= Beginning of Section =

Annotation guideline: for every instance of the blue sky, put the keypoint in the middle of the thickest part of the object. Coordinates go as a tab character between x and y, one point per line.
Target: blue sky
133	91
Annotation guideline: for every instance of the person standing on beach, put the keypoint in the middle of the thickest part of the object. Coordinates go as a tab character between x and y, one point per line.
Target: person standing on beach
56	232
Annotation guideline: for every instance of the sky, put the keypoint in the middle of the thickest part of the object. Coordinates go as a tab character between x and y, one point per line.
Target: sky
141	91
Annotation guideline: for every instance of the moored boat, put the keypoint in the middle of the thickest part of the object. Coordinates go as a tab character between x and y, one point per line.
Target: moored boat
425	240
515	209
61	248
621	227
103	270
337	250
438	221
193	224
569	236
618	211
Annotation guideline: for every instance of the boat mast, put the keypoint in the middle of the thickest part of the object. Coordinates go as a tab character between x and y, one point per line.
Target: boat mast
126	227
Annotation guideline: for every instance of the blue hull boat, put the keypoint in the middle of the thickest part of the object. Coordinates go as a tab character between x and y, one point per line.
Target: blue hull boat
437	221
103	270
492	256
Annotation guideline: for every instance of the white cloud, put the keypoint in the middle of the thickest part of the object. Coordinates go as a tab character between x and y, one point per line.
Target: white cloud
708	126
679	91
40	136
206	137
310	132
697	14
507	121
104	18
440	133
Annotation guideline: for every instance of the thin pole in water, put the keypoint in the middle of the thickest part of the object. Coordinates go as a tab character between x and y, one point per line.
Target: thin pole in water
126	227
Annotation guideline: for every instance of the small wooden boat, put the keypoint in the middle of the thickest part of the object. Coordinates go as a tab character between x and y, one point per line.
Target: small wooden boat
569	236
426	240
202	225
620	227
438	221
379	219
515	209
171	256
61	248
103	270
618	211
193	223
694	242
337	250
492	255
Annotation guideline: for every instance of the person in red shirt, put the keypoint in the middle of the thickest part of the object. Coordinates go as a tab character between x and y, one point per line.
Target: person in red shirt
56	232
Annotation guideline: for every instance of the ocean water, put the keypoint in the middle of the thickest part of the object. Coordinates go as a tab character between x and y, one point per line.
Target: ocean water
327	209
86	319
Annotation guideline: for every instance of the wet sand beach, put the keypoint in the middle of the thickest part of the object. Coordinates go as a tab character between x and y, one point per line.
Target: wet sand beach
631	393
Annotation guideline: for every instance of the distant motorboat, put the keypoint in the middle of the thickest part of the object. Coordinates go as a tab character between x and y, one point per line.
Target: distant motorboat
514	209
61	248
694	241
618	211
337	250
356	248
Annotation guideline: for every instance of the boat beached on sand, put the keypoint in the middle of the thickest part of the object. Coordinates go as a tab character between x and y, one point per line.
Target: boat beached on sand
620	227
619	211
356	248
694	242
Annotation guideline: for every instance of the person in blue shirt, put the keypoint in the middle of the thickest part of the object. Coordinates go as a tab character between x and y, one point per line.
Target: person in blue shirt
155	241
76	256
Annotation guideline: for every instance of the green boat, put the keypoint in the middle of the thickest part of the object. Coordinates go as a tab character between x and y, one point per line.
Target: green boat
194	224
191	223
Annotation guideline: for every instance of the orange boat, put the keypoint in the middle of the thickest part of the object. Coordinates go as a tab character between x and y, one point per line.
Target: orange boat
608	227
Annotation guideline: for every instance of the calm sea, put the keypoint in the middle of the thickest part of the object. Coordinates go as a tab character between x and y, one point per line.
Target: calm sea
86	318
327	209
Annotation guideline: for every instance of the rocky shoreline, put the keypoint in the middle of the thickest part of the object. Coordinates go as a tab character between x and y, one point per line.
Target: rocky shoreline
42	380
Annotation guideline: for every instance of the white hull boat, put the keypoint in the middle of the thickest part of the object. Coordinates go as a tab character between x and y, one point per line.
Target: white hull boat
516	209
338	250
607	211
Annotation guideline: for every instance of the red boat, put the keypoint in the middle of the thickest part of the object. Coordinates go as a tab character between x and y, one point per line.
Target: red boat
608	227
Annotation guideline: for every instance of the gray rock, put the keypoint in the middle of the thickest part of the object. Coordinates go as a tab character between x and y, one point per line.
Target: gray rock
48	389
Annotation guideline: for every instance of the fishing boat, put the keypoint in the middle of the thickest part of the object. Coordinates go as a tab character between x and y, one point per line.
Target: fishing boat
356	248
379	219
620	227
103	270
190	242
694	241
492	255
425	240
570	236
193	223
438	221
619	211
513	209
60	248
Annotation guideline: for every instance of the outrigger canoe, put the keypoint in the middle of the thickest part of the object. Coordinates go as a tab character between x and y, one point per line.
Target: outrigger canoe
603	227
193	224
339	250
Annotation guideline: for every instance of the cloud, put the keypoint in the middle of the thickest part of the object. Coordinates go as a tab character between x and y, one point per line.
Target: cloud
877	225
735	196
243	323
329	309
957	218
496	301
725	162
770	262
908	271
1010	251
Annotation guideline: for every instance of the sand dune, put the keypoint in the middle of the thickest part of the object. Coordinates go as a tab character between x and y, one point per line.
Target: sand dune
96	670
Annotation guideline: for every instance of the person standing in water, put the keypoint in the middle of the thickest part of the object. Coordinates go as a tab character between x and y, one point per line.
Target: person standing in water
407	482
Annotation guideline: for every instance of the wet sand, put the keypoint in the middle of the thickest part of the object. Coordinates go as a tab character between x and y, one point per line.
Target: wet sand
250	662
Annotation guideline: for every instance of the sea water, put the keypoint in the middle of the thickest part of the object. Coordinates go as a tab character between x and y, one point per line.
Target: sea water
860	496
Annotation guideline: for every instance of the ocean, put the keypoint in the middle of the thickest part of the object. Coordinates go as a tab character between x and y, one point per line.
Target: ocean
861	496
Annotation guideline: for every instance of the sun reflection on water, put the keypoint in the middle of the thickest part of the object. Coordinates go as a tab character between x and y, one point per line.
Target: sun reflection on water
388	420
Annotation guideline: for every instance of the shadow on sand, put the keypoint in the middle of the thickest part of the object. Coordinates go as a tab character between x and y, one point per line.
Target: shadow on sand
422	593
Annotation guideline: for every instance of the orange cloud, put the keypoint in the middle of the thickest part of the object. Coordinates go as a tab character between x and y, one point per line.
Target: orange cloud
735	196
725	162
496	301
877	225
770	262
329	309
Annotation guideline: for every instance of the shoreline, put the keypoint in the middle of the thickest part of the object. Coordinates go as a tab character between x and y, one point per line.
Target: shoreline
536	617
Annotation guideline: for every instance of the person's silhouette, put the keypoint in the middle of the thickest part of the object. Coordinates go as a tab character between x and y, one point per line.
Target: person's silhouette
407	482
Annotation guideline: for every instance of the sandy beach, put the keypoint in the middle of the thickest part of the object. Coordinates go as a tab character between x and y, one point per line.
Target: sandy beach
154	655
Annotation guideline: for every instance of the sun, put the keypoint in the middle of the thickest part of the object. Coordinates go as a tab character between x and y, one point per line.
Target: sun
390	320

= End of Section =

Print, exactly as they appear above, the lines running from the one with "Annotation guideline: for every instance of the sun, put" through the final line.

Annotation guideline: for every instance of the sun, put the keypoint in the middle of the thickest part of the object. Coordinates go as a tab character between x and y, one point per line.
Target: sun
390	320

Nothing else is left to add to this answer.